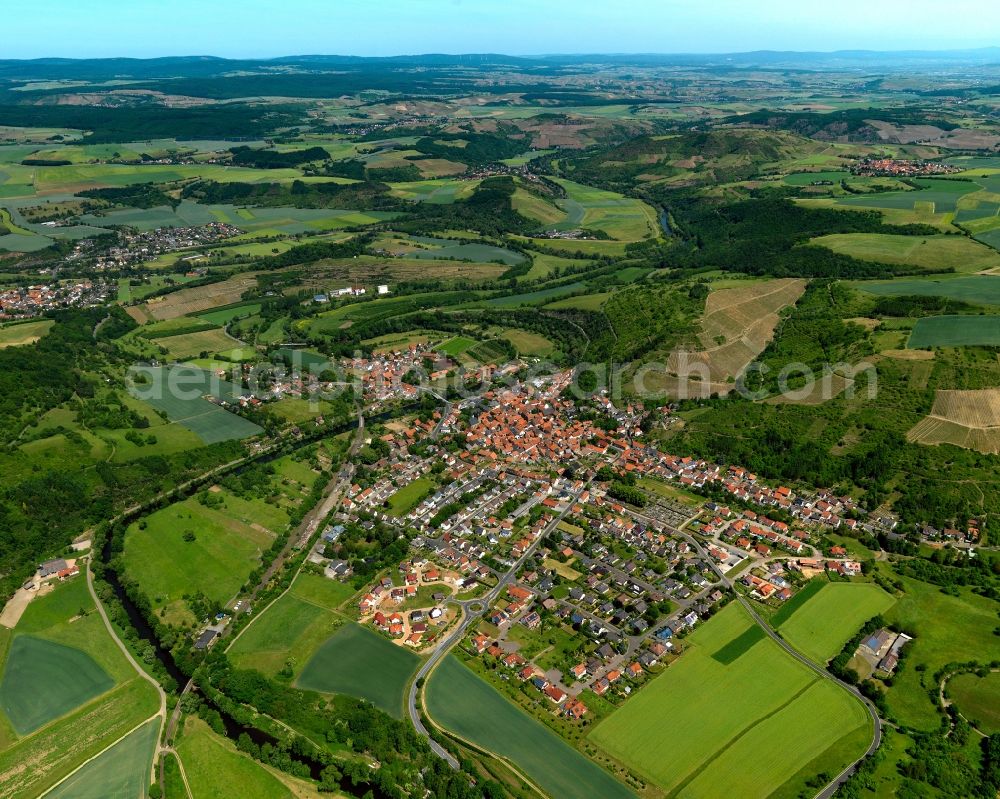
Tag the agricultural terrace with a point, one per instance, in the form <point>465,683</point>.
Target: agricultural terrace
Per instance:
<point>205,419</point>
<point>214,767</point>
<point>119,773</point>
<point>289,632</point>
<point>978,699</point>
<point>946,629</point>
<point>745,718</point>
<point>828,619</point>
<point>967,419</point>
<point>955,331</point>
<point>736,326</point>
<point>190,550</point>
<point>459,701</point>
<point>976,289</point>
<point>935,252</point>
<point>361,663</point>
<point>66,691</point>
<point>622,218</point>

> **Goal of the exercise**
An exact copy of the data is required, with the pictures excluded.

> **Result of the exercise**
Tag the agricultural terrace with a point, one per instance, in the form <point>465,683</point>.
Target: agricultural terrace
Per instance:
<point>205,419</point>
<point>214,767</point>
<point>119,773</point>
<point>289,632</point>
<point>978,699</point>
<point>946,629</point>
<point>745,718</point>
<point>828,619</point>
<point>967,419</point>
<point>955,331</point>
<point>736,326</point>
<point>190,550</point>
<point>459,701</point>
<point>976,289</point>
<point>935,252</point>
<point>361,663</point>
<point>66,691</point>
<point>622,218</point>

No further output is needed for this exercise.